• _STATED EXERCISE_
Please copy every one of the records below word for word, leaving the pictures out of your answer.
============
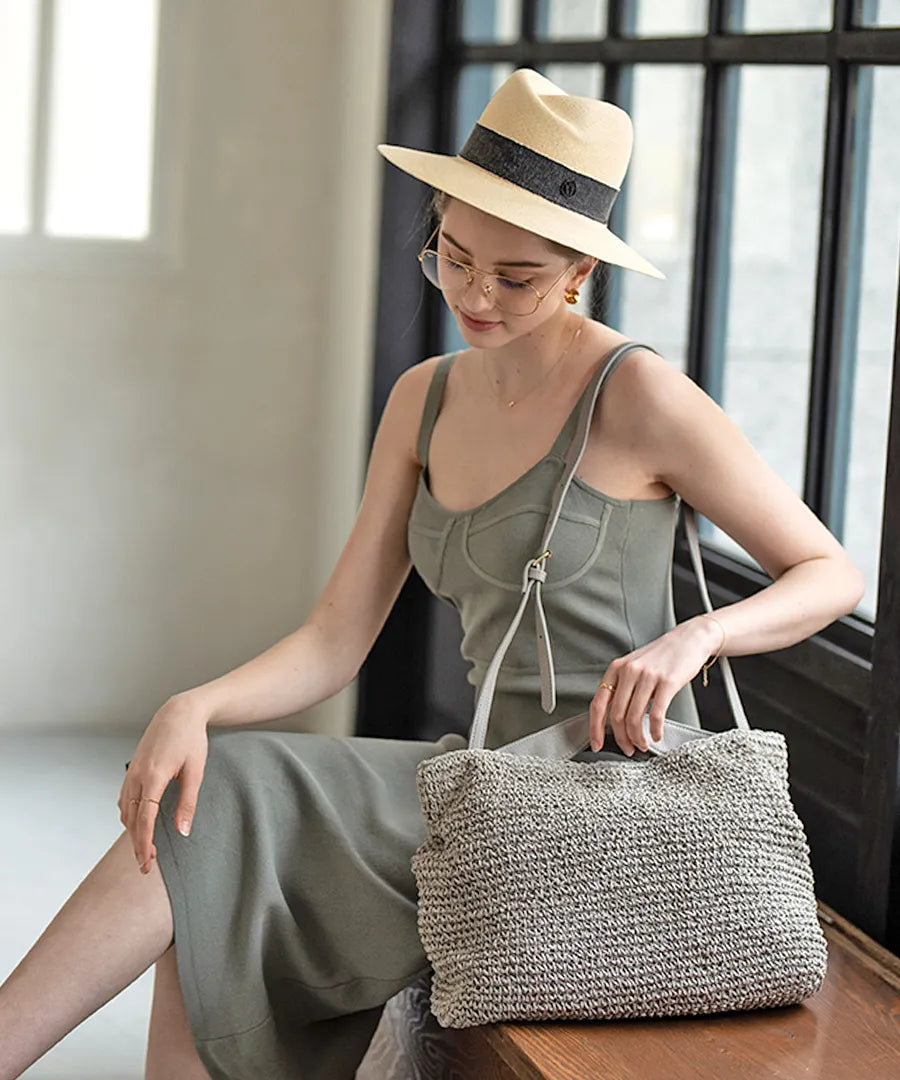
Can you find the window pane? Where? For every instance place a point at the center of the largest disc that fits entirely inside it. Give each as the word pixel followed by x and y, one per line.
pixel 656 18
pixel 571 18
pixel 767 15
pixel 659 192
pixel 878 12
pixel 102 118
pixel 18 43
pixel 770 266
pixel 870 316
pixel 492 19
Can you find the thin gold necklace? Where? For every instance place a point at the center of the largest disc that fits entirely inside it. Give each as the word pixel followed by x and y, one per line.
pixel 543 379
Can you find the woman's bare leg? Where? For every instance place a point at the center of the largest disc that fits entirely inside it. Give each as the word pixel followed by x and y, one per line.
pixel 171 1052
pixel 110 930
============
• _EXERCISE ANSWER_
Can you find the window pane? Where? For every instance place a point at the center of the largest disc that fits entirely inside it. Give each as the word pixel followed by x and y, one per line.
pixel 656 18
pixel 571 18
pixel 767 15
pixel 659 192
pixel 878 12
pixel 102 118
pixel 18 43
pixel 770 266
pixel 870 316
pixel 492 19
Can you find the thin gold necklace? Where? For every instance place a point at the center of the largest disc that fits entirely inside it. Give each as the word pixel followed by x and y, one per line.
pixel 543 379
Can you find the woman's bare leg? Where? For every instance place a point at the center of the largest disc that fits entirely inside it. Give each as the word pixel followed by x and y, one per line.
pixel 171 1052
pixel 110 930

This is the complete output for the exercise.